begin Material for this task

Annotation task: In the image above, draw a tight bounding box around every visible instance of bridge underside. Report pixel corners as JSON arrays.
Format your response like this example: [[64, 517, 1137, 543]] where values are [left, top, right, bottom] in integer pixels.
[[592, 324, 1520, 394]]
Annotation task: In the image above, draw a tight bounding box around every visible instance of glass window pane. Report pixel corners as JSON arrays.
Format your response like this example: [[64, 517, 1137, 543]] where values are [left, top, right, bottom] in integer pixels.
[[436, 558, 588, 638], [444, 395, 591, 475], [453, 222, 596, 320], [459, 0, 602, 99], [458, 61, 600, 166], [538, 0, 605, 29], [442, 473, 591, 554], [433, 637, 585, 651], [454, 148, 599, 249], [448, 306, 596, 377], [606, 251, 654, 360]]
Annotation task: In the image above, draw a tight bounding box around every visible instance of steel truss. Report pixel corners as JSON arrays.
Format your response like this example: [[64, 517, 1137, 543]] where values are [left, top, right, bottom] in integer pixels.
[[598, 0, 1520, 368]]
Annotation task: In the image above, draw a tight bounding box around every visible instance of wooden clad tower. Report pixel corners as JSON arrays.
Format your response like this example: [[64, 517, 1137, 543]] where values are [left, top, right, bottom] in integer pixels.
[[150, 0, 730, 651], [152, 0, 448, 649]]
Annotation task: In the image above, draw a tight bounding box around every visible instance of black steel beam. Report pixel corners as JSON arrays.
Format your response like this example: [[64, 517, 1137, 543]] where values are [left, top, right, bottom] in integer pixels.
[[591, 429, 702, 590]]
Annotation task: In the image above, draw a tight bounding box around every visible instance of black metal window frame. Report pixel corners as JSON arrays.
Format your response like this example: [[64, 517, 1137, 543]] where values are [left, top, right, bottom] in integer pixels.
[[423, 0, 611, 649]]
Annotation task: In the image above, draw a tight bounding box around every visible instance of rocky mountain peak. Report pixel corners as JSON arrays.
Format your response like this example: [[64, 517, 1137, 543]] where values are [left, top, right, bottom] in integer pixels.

end Material for this task

- Your instructions -
Rewrite all the records with "Annotation task" swapped for "Labeling job" each time it appears, keeping everything else the same.

- Response to the exercise -
Labeling job: In the image above, draw a tight bounding box around every visible instance of bridge underside. Report pixel corners as JSON arrays.
Format your response like this example: [[64, 517, 1137, 543]] where values are [left, top, right, bottom] in integer pixels.
[[592, 324, 1520, 394]]
Labeling job: In the image above, draw a tight bounding box around every visible instance of glass window pane. Report pixel corners as JSON arrays.
Format your response like this example: [[64, 517, 1137, 543]] where values are [left, top, right, bottom] in integer pixels.
[[436, 558, 588, 638], [444, 395, 591, 475], [453, 222, 596, 320], [459, 0, 602, 99], [458, 61, 600, 166], [538, 0, 605, 29], [442, 473, 591, 554], [433, 637, 585, 651], [454, 148, 599, 249], [448, 306, 596, 377], [606, 251, 654, 360]]
Labeling job: In the image above, draw a tight bounding box around every visible instance of steel truss. Report pixel corners as JSON arrays.
Format your response like this example: [[64, 517, 1137, 543]] where values are [left, top, right, bottom] in integer pixels.
[[598, 0, 1520, 368]]
Labeling job: In the image above, draw a tight bounding box around every visible instance of wooden clad tower. Report pixel corners as JSON arrays.
Format your response like this example: [[64, 517, 1137, 543]] where values are [left, top, right, bottom] in integer pixels.
[[150, 0, 730, 651], [152, 0, 448, 649]]
Labeling job: In the image above, draw a tight bounding box around every visible instance of black steel beam. Report pixel corners as JSON arrays.
Format your response like this example: [[64, 517, 1137, 543]] where values are [left, top, right, bottom] in integer pixels.
[[591, 429, 702, 590]]
Labeling job: In the image above, draw a tight bounding box around every visible instance of black metal window frame. Report pixel corners as JSON arrays.
Format your response like this example: [[64, 517, 1137, 543]] where values are [left, top, right, bottom] in integer pixels.
[[423, 0, 611, 649]]
Labeling job: In the image above, draw a tight bounding box around every visible instance of rocky mountain peak. Report pixel corners as JSON arrays.
Format your response like this example: [[64, 517, 1137, 543]] where values are [left, top, right, bottom] in integer pixels.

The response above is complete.